··· RECORDS
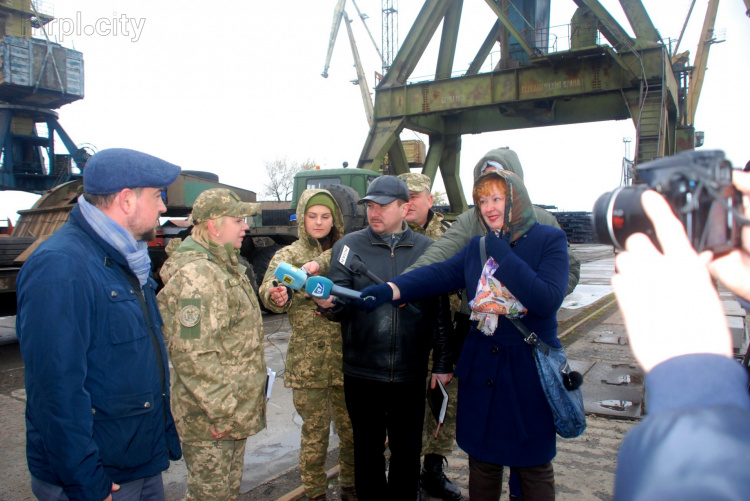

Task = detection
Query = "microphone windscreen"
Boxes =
[273,263,307,291]
[305,277,333,299]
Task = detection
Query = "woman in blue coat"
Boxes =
[359,171,568,501]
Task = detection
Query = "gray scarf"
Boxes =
[78,195,151,287]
······
- EXERCISE DIRECTIONS -
Echo every item above back verbatim, character for character, with the pictures omitted from the output.

- SOLUTION TO THIS TASK -
Task = detection
Query = "microphone windscreen"
Boxes =
[273,263,307,291]
[305,277,333,299]
Task = detection
Query = "woman in blue coat"
Boxes =
[359,171,568,501]
Task = detection
Query = "gray scarf"
Boxes =
[78,195,151,287]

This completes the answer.